-- start SUPPLIED DATA --

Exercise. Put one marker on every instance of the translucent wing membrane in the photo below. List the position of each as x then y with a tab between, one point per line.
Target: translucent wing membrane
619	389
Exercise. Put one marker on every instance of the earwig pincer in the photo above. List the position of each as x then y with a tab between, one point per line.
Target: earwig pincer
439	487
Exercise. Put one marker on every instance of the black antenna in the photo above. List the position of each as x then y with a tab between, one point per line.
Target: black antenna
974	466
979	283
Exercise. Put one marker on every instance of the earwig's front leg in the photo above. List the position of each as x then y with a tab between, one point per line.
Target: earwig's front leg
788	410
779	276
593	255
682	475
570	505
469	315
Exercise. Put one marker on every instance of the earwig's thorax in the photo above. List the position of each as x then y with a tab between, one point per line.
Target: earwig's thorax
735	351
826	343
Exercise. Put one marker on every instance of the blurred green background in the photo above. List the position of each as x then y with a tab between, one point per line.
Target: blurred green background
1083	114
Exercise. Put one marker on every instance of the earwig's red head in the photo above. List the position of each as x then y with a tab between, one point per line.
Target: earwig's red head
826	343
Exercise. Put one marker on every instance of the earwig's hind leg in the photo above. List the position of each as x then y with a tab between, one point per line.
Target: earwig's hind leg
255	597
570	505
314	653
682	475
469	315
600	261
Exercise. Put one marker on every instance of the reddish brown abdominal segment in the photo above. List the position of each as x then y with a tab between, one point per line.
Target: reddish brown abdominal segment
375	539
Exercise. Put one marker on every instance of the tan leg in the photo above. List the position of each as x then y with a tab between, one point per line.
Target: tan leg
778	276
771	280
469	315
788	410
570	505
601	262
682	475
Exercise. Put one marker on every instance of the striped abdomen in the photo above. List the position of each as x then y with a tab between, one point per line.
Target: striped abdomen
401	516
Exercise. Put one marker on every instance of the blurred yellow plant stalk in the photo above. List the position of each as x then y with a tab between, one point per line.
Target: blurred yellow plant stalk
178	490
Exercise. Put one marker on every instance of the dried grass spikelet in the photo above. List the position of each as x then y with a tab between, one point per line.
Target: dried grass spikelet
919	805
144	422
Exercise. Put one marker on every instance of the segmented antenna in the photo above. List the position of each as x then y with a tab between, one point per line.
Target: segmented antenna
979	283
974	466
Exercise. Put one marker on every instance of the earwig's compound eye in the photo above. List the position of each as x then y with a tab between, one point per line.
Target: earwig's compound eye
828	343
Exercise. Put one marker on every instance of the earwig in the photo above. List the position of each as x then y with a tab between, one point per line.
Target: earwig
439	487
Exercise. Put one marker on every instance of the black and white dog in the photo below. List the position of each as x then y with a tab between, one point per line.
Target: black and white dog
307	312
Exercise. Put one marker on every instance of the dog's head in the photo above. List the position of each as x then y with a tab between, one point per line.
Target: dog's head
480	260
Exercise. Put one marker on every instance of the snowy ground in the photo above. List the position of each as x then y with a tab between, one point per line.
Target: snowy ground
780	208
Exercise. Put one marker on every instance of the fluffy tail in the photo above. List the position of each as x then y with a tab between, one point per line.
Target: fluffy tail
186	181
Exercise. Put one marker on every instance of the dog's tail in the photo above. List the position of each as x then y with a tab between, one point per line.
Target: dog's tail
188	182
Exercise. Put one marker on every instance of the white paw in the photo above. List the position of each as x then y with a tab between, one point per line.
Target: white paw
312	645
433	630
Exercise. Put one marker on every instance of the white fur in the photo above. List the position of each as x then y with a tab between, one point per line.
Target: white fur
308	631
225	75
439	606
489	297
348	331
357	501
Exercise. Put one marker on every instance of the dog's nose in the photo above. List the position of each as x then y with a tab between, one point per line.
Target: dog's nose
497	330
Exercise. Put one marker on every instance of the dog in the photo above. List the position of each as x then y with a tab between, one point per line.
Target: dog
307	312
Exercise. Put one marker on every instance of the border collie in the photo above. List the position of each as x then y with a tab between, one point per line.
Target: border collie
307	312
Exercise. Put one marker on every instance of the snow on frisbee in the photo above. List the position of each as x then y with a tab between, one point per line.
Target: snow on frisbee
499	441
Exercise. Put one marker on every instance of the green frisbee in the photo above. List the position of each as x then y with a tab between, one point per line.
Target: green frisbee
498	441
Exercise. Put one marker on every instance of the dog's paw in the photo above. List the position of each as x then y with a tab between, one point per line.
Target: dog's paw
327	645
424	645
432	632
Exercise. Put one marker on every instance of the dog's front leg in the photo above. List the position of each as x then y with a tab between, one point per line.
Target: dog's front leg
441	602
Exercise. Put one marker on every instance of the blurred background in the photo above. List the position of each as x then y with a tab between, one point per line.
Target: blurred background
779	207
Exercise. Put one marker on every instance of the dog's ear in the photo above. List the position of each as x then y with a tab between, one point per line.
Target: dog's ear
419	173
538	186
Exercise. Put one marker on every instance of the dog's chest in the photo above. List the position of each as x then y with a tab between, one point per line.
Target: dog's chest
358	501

-- end SUPPLIED DATA --

* _SHORT TASK_: Give back, exactly as written, the lines from the one with "Exercise. Put one marker on every instance of the dog's front" to the last line.

* _OUTPUT FOR THIS TASK_:
Exercise. Put one marker on every instance of the dog's front leg in the photo above. List the position of each as x then y with a tab between, one point per line.
Target: dog's front leg
441	602
Exercise. Put one marker on every instance of the blurred background in the photo above. List the position of each as x then y with a tab between, one point per line.
Target: blurred background
779	207
Exercise. Put one marker on every instance of the dog's ear in the photo above. List the position of each as x then y with a tab between, one point per line.
Target: dog's ear
419	173
538	186
Exercise. Put one marker on every instance of the dog's chest in the photo above. List the position of each as x then y with a tab between, one point per line.
Target: dog's chest
358	501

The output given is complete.